BRANO:
'''

ROMA – “L’obiettivo è il cambiamento di regime”: così all’agenzia Dire Shahram Akbarzadeh, analista di origine iraniana, direttore del Forum per gli studi sul Medio Oriente all’Alfred Deakin Institute, in Australia, in merito all’offensiva militare di Israele contro la Repubblica islamica.

Un giudizio, il suo, condiviso dopo l’appello rivolto dal primo ministro Benjamin Netanyahu al “coraggioso popolo dell’Iran”. Un messaggio nel quale il capo di governo, ricercato dalla Corte penale internazionale per crimini di guerra e contro l’umanità commessi nella Striscia di Gaza, si è proposto come alleato dei cittadini desiderosi di libertà contro il governo degli ayatollah emerso dalla rivoluzione del 1979. “È giunto il momento per il popolo iraniano di unirsi attorno alla sua bandiera e alla sua eredità storica, battendosi per la propria libertà dal regime malvagio e oppressivo”, ha detto Netanyahu. “Il regime islamico, che vi ha oppresso per quasi 50 anni, minaccia di distruggere il nostro Paese”.

'''

MATERIALE FORNITO:
'''

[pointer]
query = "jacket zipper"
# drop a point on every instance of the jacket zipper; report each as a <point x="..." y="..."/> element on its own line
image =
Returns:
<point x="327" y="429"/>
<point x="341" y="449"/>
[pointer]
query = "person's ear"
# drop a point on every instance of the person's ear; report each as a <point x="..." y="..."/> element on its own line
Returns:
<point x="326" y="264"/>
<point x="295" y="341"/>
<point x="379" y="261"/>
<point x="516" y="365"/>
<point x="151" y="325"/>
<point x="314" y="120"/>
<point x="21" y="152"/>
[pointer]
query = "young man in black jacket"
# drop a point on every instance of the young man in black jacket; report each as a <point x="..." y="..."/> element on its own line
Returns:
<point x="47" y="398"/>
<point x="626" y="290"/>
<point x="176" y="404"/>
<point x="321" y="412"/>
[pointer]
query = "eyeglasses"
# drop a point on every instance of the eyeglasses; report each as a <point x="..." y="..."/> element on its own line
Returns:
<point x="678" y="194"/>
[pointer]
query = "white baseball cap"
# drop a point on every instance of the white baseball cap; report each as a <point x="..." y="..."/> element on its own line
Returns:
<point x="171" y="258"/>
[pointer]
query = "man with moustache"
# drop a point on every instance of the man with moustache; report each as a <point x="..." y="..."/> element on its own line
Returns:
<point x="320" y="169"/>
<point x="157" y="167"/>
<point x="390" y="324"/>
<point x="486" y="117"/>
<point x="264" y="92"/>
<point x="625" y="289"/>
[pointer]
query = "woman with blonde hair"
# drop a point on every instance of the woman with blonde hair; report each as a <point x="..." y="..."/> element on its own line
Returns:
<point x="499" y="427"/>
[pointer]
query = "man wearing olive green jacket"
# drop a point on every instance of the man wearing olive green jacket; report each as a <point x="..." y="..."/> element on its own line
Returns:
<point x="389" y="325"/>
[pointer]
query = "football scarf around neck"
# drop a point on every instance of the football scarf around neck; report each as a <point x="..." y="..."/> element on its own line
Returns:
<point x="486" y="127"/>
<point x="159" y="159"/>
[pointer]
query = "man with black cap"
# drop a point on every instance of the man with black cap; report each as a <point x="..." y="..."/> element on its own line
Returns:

'''

CONSEGNA 1:
Le affermazioni (a), (b) e (c) concordano con il brano sull'offensiva israeliana contro l'Iran? Rispondi sì o no a ciascuna e cita le parole del brano che lo stabiliscono.
(a) Shahram Akbarzadeh dirige un forum di studi sul Medio Oriente in Australia.
(b) Netanyahu ha rivolto il suo appello al governo della Repubblica islamica.
(c) Secondo Netanyahu, il regime islamico opprime gli iraniani da più di sessant'anni.
CONSEGNA 2:
Secondo il brano sull'offensiva israeliana contro l'Iran, in quale istituto lavora Shahram Akbarzadeh?
CONSEGNA 3:
Scrivi il seguito del brano sull'appello di Netanyahu al popolo iraniano, cominciando subito dopo l'ultima frase riportata.

RISPOSTA SCRITTA 1:
(a) Sì: «direttore del Forum per gli studi sul Medio Oriente all’Alfred Deakin Institute, in Australia».
(b) No: «appello rivolto dal primo ministro Benjamin Netanyahu al “coraggioso popolo dell’Iran”».
(c) No: «Il regime islamico, che vi ha oppresso per quasi 50 anni».

RISPOSTA SCRITTA 2:
All’Alfred Deakin Institute, in Australia.

RISPOSTA SCRITTA 3:
La domanda, per Akbarzadeh, riguarda anche una volontà israeliana di coinvolgere gli Stati Uniti nel conflitto con Teheran. La sua tesi è che Tel Aviv sia decisa a condurre un’azione “ad ampio raggio”. “Ci sono molte possibilità di un allargamento all’intera regione e di un coinvolgimento americano” sottolinea l’esperto, sentito in questi giorni anche dall’emittente Al Jazeera. “Israele punta sul fatto che, una volta cominciato un conflitto, gli Stati Uniti sono tenuti a rispettare il loro impegno verso la sicurezza del loro alleato”.

A confermare indirettamente la possibilità di una dinamica del genere alcune dichiarazioni di ieri di Donald Trump. “L’Iran deve raggiungere un accordo, prima che non rimanga nulla” aveva dichiarato il presidente americano ieri. Alcune ore più tardi, poi, Trump aveva definito “eccellenti” i bombardamenti condotti da Tel Aviv.

Colloqui tra Iran e Stati Uniti sul nucleare erano in programma domani a Muscat, in Oman. Al momento non è affatto chiaro se potranno effettivamente svolgersi, nonostante il sultanato abbia ribadito l’intenzione di favorire una trattativa.